Records provided:
»»

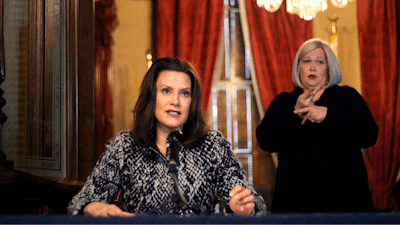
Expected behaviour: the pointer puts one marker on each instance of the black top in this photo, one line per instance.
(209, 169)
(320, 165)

««
»»

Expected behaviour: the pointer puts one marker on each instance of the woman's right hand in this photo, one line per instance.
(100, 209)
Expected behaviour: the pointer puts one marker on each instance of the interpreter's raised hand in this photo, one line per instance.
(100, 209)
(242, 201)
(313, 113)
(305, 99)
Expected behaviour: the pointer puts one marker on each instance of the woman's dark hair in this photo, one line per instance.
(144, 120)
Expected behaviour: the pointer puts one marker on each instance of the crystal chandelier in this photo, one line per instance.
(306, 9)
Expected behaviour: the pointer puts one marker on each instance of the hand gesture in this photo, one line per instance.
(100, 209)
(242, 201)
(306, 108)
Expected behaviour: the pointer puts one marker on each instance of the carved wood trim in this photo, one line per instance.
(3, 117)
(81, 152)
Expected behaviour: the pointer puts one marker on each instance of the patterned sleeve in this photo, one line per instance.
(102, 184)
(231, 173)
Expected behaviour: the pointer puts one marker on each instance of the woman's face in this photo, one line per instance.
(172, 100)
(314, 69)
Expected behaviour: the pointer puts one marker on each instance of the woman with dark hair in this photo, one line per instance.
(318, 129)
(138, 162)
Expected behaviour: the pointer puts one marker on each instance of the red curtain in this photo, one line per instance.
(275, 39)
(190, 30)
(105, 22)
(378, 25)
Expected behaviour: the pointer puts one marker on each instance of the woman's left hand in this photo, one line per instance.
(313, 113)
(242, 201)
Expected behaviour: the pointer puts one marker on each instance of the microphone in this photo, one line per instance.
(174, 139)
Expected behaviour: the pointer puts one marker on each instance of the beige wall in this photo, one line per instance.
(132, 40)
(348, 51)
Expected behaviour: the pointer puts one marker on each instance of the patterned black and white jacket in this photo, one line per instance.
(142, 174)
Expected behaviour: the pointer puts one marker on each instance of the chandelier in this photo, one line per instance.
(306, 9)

««
»»

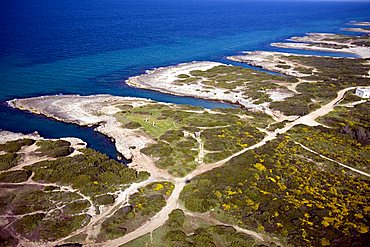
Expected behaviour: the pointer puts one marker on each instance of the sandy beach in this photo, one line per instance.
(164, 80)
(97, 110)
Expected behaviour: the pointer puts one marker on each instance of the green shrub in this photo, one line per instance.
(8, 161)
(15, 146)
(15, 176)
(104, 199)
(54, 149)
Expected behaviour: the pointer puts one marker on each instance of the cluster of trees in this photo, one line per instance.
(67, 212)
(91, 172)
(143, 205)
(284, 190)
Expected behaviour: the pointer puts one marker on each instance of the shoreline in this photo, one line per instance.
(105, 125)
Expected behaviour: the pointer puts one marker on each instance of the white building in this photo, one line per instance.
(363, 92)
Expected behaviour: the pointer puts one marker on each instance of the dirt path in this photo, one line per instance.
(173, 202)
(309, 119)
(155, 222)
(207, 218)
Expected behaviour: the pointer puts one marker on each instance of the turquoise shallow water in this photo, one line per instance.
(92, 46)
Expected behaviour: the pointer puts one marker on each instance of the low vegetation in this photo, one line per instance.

««

Work request: Above are some lines. Repeat exactly, and only, those from the line that has "shrub in this photo, one line per instance." through the line that has "vegetation in this photo, one line per instance.".

Answer space:
Expected behaviour: the pointer puts one marker on each instance of the green shrub in this photo, one line per instance.
(8, 161)
(15, 146)
(15, 176)
(104, 199)
(54, 149)
Expected behaviour: the pointer puts one marker on each instance of the cluster of trees in this photo, one line per instance.
(67, 212)
(91, 172)
(143, 205)
(284, 190)
Expected behaviour: the pointer puts one marker on each instance of the shoreline in this photo, one line per instance.
(105, 125)
Expected behaviour: the pointer puts one marker on each instance of the white building in this photo, one line per instance.
(363, 92)
Expected behaviour: the pointer puts one marker on each instance of the dirt path in this photo, one line per instance.
(173, 202)
(309, 119)
(155, 222)
(207, 218)
Expected behaviour: the pointer puts one marker on each instance of the turquoise shallow water in this photo, one line per instance.
(92, 46)
Expected behaviour: the pointer puts one marker on each instance of the low vegetation in this photo, one line per instance.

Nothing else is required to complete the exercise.